Problem to solve ▸
Rewrite the passage of the indenture excerpt from "The covenants in" to "any other person.", substituting "equity interests" for "capital stock".

Extract provided ▸
• • • • •

Subject to certain exceptions, upon a Change of Control (as defined in the Indenture) each holder has the right to require the Company to offer to purchase all or any part of such holders Notes at a purchase price equal to 101.0% of the principal amount thereof, plus accrued and unpaid interest, if any, to, but not including, the purchase date (subject to the rights of holders of record on the relevant record date to receive interest due on an interest payment date).
The Company is not required to make mandatory sinking fund payments with respect to the Notes.
The covenants in the Indenture limit the ability of the Company and certain of its subsidiaries to, among other things: (i) incur additional debt; (ii) pay dividends or make other restricted payments; (iii) purchase, redeem or retire capital stock or subordinated debt; (iv) make asset sales; (v) enter into transactions with affiliates; (vi) incur liens; (vii) enter into sale leaseback transactions; (viii) provide subsidiary guarantees; (ix) make investments; and (x) merge or consolidate with any other person.
A copy of the Indenture is filed hereto as Exhibit 4.1 and is incorporated herein by reference.

• • • • •

Entries provided ▸

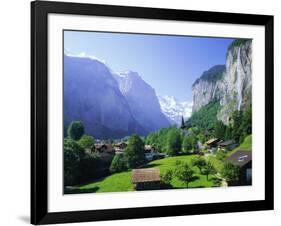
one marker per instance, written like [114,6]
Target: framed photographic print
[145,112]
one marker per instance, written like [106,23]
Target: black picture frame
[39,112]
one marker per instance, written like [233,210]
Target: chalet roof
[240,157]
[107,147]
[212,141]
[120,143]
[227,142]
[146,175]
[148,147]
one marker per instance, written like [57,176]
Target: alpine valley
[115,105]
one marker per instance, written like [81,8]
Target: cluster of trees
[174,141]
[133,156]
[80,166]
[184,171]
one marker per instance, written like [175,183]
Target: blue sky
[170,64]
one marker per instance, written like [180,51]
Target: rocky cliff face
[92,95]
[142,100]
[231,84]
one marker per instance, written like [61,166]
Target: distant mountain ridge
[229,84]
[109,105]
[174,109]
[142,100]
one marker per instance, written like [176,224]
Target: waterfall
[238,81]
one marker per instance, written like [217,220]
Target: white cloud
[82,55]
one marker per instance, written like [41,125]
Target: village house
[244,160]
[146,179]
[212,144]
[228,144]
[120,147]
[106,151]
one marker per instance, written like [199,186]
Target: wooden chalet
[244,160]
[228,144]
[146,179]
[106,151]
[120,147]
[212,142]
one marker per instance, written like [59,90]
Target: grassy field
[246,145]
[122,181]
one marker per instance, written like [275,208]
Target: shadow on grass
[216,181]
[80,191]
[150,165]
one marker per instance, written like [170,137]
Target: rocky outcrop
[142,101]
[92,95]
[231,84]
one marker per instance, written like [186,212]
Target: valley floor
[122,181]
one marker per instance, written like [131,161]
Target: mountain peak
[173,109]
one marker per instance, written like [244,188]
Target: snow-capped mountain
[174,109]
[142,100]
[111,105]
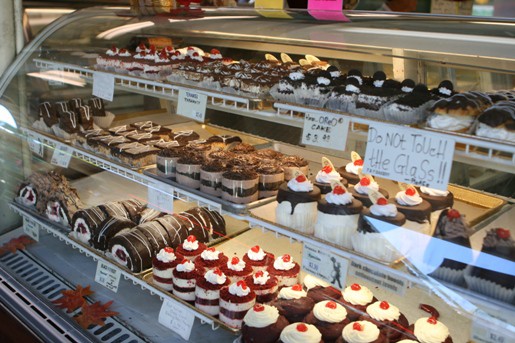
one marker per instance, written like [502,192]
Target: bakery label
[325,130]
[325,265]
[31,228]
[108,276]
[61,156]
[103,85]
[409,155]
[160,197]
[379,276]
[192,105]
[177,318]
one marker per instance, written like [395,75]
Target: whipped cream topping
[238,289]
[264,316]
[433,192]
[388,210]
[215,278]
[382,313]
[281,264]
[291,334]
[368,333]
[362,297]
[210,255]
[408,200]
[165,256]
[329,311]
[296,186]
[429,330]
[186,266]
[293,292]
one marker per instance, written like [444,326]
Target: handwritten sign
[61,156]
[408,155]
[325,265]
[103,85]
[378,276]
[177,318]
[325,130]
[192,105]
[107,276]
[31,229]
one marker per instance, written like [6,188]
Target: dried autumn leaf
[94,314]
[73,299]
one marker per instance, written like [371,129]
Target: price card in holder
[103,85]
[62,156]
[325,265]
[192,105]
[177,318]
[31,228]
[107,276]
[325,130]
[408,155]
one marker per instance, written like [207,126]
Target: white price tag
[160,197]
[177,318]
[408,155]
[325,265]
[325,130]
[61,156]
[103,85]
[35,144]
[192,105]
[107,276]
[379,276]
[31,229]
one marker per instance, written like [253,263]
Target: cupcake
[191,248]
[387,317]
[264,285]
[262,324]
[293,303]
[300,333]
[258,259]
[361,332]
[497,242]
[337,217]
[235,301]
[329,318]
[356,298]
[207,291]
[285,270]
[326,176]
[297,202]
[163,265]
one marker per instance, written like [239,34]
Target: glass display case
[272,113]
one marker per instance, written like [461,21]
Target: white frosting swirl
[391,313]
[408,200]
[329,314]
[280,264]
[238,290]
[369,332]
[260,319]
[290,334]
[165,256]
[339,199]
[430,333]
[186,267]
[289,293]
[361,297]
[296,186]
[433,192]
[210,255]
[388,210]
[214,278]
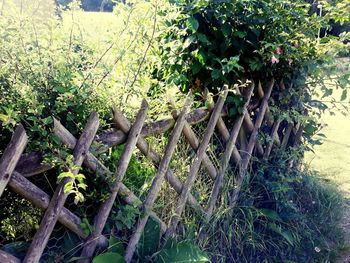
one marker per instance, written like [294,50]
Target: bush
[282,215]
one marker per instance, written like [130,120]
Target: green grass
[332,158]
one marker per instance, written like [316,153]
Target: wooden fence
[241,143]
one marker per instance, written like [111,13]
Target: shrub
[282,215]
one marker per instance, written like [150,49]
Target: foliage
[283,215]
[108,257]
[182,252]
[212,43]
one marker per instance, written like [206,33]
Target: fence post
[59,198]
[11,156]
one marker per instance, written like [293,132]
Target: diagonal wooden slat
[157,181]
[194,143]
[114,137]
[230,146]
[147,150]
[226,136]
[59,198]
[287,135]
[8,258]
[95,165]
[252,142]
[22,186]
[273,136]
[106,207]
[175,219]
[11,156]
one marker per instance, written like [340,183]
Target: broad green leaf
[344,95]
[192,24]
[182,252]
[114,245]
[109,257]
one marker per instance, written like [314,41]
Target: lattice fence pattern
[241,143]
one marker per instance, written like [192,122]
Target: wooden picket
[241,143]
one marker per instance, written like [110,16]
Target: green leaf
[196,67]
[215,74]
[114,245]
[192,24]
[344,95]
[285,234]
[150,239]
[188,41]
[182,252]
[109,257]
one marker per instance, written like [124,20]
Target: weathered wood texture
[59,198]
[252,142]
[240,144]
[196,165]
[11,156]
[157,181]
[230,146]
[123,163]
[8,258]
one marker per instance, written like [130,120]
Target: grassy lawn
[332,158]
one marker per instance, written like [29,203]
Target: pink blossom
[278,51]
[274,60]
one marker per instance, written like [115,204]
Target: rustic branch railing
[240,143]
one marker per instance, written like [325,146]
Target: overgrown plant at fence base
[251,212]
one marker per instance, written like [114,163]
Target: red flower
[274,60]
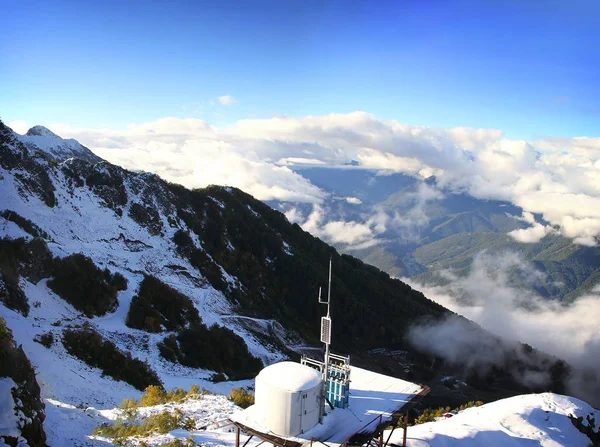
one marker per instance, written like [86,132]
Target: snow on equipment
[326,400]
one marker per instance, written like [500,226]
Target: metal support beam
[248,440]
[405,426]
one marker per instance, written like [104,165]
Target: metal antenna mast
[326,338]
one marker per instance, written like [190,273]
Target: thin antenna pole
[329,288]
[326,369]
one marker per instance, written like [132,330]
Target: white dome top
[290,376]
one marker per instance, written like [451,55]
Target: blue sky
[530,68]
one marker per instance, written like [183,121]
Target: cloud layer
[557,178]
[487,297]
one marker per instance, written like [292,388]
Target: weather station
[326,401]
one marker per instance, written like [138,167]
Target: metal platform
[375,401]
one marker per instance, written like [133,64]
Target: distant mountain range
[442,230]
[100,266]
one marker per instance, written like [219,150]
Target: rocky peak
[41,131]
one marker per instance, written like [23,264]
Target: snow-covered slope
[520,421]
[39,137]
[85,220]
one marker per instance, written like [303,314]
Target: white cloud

• • • • •

The answer ▸
The covenants in the Indenture limit the ability of the Company and certain of its subsidiaries to, among other things: (i) incur additional debt; (ii) pay dividends or make other restricted payments; (iii) purchase, redeem or retire equity interests or subordinated debt; (iv) make asset sales; (v) enter into transactions with affiliates; (vi) incur liens; (vii) enter into sale leaseback transactions; (viii) provide subsidiary guarantees; (ix) make investments; and (x) merge or consolidate with any other person.